▶ _PROVIDED PASSAGE_
········

Cervical myelopathy is a neurological condition resulting from compression of the spinal cord within the neck, or cervical spine. This pressure is often caused by age-related changes like bone spurs or disc herniation that narrow the spinal canal. Although the injury site is in the neck, the most debilitating symptoms frequently appear in the legs and lower body. Understanding how the spinal cord functions as a comprehensive information pathway explains this connection.
The Spinal Cord Pathway
The spinal cord communicates between the brain and the body, carrying motor commands down and sensory information back up. Signals controlling leg movement start in the brain and descend through the spine via specific nerve bundles known as the corticospinal tracts. These tracts carry the brain’s instructions for voluntary movement.
These tracts pass directly through the narrow cervical spine before reaching the lower segments that innervate the legs. Since the cervical spine is the uppermost gateway for all descending motor signals, pressure at this level threatens the function of nerves controlling the body below. The nerve fibers responsible for leg movement are positioned centrally within the spinal cord’s white matter when passing through the neck. This central location makes these fibers highly susceptible to damage when the spinal canal is squeezed.
How Compression Interrupts Signals
Spinal canal narrowing causes damage through two primary mechanisms: mechanical force and reduced blood flow. Static pressure from degenerative changes like thickened ligaments or bone spurs, combined with the dynamic stress of neck movement, exerts direct strain on the nerve fibers. This mechanical stress can physically damage the protective insulating layer around the nerve axons, a process called demyelination. Demyelination slows or halts the transmission of signals.

········

▶ _GIVEN DATA_
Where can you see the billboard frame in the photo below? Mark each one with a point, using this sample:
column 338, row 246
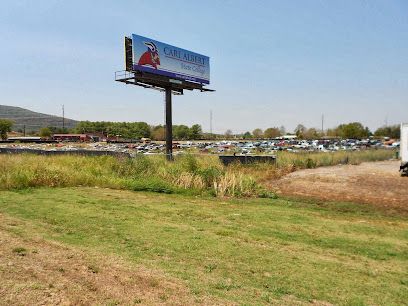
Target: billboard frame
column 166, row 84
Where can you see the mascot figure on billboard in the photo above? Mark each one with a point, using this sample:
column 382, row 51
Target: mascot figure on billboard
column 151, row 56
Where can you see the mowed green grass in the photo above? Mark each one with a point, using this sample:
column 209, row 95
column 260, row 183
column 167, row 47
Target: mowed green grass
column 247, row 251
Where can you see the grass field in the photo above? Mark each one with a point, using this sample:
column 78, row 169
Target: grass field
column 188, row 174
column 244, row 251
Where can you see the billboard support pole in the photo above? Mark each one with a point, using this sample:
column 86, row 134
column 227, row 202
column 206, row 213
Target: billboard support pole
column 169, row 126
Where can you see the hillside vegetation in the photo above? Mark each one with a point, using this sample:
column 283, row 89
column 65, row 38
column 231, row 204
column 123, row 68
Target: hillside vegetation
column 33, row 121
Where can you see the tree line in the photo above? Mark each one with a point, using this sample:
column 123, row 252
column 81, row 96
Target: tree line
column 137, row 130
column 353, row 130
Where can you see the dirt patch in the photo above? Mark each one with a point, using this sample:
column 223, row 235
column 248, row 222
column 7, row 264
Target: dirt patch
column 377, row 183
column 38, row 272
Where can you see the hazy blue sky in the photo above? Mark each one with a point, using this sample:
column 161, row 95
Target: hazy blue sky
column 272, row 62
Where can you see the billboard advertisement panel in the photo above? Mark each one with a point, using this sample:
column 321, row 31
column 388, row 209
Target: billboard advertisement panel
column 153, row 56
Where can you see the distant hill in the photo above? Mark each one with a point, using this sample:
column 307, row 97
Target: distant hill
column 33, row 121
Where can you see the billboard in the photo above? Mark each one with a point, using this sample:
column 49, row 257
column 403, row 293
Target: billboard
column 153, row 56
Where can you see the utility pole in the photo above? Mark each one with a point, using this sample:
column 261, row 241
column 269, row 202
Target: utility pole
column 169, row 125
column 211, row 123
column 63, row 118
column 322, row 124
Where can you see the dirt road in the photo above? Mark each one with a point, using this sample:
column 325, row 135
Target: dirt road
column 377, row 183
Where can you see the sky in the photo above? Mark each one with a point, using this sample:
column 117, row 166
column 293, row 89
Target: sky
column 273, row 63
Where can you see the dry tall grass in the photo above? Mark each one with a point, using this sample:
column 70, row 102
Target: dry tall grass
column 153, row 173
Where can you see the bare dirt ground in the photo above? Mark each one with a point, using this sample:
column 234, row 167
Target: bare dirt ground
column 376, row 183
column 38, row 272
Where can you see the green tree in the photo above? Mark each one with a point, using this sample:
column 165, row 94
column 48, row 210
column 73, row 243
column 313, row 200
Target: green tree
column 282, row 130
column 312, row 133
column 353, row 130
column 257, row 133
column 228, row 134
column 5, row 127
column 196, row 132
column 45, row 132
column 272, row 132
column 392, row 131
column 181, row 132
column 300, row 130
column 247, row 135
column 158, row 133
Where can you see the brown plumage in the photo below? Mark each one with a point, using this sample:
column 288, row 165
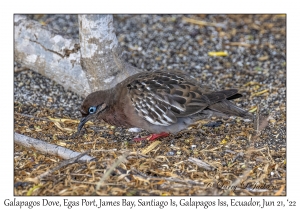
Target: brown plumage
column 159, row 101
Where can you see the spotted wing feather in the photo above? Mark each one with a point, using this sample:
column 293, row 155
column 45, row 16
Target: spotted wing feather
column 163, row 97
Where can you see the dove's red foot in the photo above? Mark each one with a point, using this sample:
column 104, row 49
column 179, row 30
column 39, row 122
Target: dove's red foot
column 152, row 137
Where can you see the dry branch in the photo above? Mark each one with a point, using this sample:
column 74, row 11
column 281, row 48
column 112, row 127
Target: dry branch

········

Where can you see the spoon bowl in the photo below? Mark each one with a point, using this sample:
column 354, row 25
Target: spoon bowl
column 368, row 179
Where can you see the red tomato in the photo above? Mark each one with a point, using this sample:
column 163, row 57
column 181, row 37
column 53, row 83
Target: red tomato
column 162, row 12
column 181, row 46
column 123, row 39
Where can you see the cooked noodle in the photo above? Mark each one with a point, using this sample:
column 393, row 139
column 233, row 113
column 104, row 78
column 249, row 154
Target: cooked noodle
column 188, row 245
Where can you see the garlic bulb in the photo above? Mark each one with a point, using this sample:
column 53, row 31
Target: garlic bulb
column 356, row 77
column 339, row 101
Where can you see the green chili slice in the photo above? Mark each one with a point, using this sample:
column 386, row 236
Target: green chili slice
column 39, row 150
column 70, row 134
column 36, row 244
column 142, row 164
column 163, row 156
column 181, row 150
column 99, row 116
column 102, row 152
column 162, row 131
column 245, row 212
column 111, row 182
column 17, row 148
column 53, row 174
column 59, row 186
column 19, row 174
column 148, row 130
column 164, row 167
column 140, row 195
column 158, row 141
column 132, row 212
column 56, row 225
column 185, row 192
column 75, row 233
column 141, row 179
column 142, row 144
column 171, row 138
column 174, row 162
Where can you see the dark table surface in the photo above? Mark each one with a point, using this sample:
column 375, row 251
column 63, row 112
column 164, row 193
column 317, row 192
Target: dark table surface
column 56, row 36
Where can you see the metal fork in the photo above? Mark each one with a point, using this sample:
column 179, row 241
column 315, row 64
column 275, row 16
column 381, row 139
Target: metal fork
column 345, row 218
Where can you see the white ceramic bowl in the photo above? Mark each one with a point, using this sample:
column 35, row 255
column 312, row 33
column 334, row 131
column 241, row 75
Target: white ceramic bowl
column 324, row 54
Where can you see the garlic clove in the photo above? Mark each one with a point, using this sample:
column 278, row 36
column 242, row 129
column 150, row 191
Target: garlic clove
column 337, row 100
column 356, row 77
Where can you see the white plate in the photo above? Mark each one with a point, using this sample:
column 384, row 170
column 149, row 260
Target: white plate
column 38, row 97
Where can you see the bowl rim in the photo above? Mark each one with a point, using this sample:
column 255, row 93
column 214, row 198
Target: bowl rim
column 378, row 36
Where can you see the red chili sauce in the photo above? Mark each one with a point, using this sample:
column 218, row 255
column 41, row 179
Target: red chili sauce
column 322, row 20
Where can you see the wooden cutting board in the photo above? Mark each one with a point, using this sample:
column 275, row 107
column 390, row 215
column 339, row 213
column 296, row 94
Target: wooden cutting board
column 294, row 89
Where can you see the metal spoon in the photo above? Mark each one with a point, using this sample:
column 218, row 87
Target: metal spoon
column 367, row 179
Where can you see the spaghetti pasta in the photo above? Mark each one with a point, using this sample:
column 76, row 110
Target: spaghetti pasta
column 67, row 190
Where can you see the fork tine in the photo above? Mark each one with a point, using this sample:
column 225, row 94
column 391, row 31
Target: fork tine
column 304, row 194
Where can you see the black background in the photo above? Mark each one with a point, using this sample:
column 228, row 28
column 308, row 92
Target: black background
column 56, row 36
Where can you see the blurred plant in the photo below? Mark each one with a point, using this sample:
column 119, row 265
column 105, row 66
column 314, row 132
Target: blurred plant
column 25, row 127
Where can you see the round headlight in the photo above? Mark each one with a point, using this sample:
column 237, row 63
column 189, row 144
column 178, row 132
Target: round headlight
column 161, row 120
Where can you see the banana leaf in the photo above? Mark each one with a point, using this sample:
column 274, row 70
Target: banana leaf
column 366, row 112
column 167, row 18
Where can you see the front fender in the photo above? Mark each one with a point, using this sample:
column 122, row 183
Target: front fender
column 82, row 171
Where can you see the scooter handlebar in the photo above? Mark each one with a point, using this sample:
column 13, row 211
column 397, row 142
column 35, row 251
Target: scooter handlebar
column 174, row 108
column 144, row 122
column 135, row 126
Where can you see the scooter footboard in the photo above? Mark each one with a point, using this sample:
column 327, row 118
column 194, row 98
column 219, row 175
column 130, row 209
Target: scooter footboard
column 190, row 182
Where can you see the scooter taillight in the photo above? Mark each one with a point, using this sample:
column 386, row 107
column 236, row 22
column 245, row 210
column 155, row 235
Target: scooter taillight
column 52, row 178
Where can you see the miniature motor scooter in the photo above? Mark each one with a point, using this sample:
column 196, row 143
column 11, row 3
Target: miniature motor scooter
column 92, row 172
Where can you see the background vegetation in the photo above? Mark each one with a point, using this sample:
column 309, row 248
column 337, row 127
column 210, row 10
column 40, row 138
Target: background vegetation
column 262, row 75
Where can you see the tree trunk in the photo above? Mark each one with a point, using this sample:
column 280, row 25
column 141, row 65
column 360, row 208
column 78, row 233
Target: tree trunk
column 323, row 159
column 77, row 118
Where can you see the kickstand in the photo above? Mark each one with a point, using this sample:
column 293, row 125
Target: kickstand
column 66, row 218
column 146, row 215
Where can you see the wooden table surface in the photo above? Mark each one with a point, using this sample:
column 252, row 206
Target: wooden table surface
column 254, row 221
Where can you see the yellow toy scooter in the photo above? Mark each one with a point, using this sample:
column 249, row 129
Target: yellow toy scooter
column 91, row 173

········

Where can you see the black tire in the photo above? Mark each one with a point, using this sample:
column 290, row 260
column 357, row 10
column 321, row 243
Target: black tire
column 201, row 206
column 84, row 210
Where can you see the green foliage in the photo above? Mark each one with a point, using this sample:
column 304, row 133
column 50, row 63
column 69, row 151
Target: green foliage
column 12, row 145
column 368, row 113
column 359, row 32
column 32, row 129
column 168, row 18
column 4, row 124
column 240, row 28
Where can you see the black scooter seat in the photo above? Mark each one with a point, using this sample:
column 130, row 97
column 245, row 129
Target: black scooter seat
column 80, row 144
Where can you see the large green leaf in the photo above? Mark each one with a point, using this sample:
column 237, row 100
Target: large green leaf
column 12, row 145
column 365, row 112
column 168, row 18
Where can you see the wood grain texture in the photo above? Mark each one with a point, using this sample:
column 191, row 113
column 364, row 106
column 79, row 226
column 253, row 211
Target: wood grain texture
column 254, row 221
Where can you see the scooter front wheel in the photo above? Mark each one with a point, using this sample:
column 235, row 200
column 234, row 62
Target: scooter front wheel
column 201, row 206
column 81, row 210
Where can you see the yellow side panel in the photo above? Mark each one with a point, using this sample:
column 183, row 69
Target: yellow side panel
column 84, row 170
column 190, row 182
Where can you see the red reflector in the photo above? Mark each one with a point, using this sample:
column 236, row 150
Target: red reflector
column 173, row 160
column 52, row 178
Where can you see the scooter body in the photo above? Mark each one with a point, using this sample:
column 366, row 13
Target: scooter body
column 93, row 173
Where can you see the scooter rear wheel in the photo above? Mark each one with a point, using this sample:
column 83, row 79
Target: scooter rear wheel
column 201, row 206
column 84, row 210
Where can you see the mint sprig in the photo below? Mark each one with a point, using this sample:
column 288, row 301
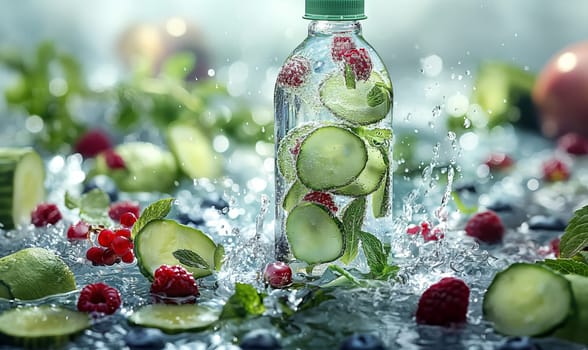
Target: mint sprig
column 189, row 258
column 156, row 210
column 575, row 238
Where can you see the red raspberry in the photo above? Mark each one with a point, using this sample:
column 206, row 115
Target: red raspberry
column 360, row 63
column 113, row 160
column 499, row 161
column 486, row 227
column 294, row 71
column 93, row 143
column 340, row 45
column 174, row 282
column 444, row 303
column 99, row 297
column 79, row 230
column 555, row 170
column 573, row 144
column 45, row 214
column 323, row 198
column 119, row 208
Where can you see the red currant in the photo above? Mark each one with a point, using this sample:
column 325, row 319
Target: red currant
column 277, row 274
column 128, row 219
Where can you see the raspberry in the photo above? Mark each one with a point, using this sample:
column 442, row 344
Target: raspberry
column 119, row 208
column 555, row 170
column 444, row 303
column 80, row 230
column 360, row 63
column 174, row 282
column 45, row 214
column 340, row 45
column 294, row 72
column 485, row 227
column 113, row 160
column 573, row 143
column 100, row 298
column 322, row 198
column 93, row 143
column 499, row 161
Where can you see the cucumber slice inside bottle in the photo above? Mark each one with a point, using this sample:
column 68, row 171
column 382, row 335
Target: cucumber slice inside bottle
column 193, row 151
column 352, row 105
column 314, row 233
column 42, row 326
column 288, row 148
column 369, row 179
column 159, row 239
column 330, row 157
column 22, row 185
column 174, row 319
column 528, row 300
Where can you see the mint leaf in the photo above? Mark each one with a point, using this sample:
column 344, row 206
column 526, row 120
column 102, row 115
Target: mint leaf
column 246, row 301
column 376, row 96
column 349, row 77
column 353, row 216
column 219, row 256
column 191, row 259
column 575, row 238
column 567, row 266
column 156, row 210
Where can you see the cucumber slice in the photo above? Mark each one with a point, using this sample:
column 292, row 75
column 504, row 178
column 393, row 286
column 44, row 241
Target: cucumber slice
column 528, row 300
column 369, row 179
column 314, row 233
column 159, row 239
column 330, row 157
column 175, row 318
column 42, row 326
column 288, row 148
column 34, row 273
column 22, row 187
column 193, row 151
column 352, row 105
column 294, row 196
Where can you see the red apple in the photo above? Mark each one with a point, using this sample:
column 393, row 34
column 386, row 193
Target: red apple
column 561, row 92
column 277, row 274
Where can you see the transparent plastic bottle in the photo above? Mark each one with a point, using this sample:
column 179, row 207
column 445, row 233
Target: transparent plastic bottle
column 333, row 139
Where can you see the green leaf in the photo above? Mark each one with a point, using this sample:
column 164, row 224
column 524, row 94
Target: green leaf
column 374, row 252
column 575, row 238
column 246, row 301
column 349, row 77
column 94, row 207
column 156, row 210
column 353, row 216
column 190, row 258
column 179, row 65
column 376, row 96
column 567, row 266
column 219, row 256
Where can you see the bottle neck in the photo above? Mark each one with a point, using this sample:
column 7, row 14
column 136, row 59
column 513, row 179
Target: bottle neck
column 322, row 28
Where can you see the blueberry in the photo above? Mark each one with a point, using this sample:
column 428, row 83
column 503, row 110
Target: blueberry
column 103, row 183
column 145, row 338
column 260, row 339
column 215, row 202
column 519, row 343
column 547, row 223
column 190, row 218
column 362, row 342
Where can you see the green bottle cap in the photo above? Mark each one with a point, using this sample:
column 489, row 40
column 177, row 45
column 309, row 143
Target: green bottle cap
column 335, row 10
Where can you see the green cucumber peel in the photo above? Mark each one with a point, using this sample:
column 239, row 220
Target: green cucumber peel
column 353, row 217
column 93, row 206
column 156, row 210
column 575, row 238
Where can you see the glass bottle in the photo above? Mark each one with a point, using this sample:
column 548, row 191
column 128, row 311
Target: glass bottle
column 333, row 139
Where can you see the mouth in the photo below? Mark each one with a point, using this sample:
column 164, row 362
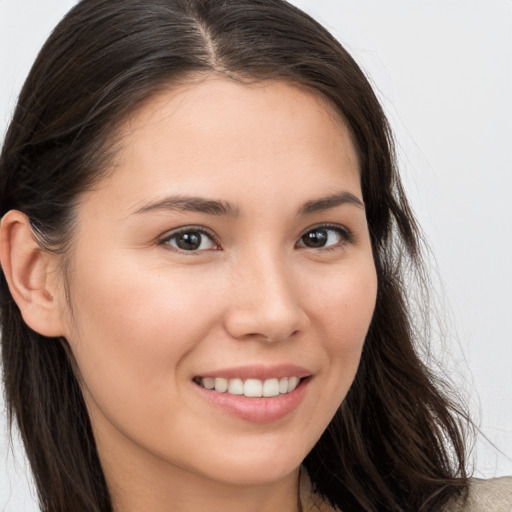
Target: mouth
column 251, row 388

········

▶ _TASKS TO COMPLETE_
1. In the passage on cervical myelopathy, what are the nerve bundles called that carry signals for leg movement down from the brain?
2. Write the next part of the passage on cervical myelopathy, picking up after its last sentence.

▶ _ANSWERS BY ITEM NUMBER_
1. The corticospinal tracts.

2.
Ischemia is the second mechanism, where sustained pressure restricts the small blood vessels supplying the cord tissue. This loss of adequate blood flow starves the nerve cells of oxygen and nutrients, leading to cellular dysfunction and eventual death. Oligodendrocytes, the cells responsible for maintaining the myelin sheath, are vulnerable to this oxygen deprivation. This interruption prevents the brain’s motor commands from traveling clearly, resulting in unreliable and uncoordinated communication with the leg muscles.
Specific Lower Body Symptoms
The disruption of the descending motor tracts results in Upper Motor Neuron (UMN) symptoms, which are most noticeable in the lower body. The earliest symptom is a change in walking, referred to as a myelopathic gait. Individuals often describe their legs as feeling heavy or dragging, leading to an unsteady, clumsy, or broad-based walking pattern.
Signal interruption also causes muscle stiffness (spasticity) and increased reflexes (hyperreflexia) in the legs, which are hallmarks of UMN damage. The sensory tracts responsible for proprioception—the body’s sense of where its limbs are in space—are also affected by the compression. This sensory loss contributes to poor balance and coordination, making it difficult to walk heel-to-toe or navigate uneven surfaces.